* _TEXT UNDER STUDY_
▼▼▼

Clause 3 of the Bill empowers DETI to incur expenditure for any purpose that the Department considers will benefit the development of Northern Ireland’s social-economy sector. Members are aware that a social economy enterprise is a body whose activities are:
“(a) conducted as a business; but
(b) are so conducted primarily for social, environmental or ethical purposes or for other purposes beneficial to the community, rather than for profit.”
Examples of social economy enterprises are credit unions, housing associations, co-operatives, community businesses and businesses whose profits are distributed for the benefit of communities and people in Northern Ireland. That provision in the Bill will give the Department of Enterprise, Trade and Investment — as the sponsoring Department with policy lead in that area — the legal authority to provide financial assistance to the Social Economy Network, as the representative body of the social economy sector.
The Department funds the Social Economy Network on an extra-statutory basis, through annual Budget legislation, but wishes to use the Bill in order to put that funding on a more appropriate, statutory, footing.
Clause 4 of the Bill authorises the issuing of money from the Northern Ireland Consolidated Fund to the Department of Finance and Personnel (DFP) to cover the costs of collecting rates on behalf of district councils. At present, my Department is legally required to recover the cost of collecting the district rate, and to do so by deducting it from the amounts payable to district councils. Historically, that income has been retained in the Northern Ireland Consolidated Fund and accounted for in the public income and expenditure account that is laid before the House prior to 30 September each year.
Therefore, my Department has not been able to recognise that income in order to offset the departmental expenditure incurred through collecting rates on behalf of district councils. The money is already included in the Department’s budget, and the clause is entirely technical in nature in that it allows for the alignment of Estimates, budget and accounts.
The final clause in the Bill relates to the repeal of the requirement to prepare finance accounts. That is a statutory obligation under section 10(2) of the Exchequer and Financial Provisions Act (Northern Ireland) 1950, which required DFP to prepare and lay the finance accounts of Northern Ireland before the Northern Ireland Assembly, and which is now redundant. The structure of Government accounts has developed over many years and has inevitably resulted in duplication of information. The information that was previously contained only in those finance accounts is now available in the public income and expenditure account and in departmental accounts, so there is no loss of accountability. Separate finance accounts are no longer appropriate and they represent unnecessary administrative effort.
As Members are aware, the Bill provides for a number of routine and technical financial provisions. I commend it to the Assembly.
Go raibh maith agat, a LeasCheann Comhairle. I am grateful to the Minister for his elaboration on, and explanation of, the general principles of the Bill. That will permit me to abbreviate my comments appropriately.

▲▲▲

* _WHAT YOU NEED TO DO_
From the Assembly speech on the finance Bill above, return word for word the passage that begins at the words "Go raibh maith" and stops after "my comments appropriately.".

* _SOURCE MATERIAL_
▼▼▼

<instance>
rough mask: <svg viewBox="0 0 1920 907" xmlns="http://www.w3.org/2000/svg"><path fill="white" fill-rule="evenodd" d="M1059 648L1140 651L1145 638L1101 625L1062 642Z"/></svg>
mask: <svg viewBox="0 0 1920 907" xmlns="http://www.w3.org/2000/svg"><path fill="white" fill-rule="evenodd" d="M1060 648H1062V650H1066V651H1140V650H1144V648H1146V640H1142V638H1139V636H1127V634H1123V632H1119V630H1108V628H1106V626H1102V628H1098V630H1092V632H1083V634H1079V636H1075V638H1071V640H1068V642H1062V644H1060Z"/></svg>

▲▲▲

* _WRITTEN RESPONSE_
Go raibh maith agat, a LeasCheann Comhairle. I am grateful to the Minister for his elaboration on, and explanation of, the general principles of the Bill. That will permit me to abbreviate my comments appropriately.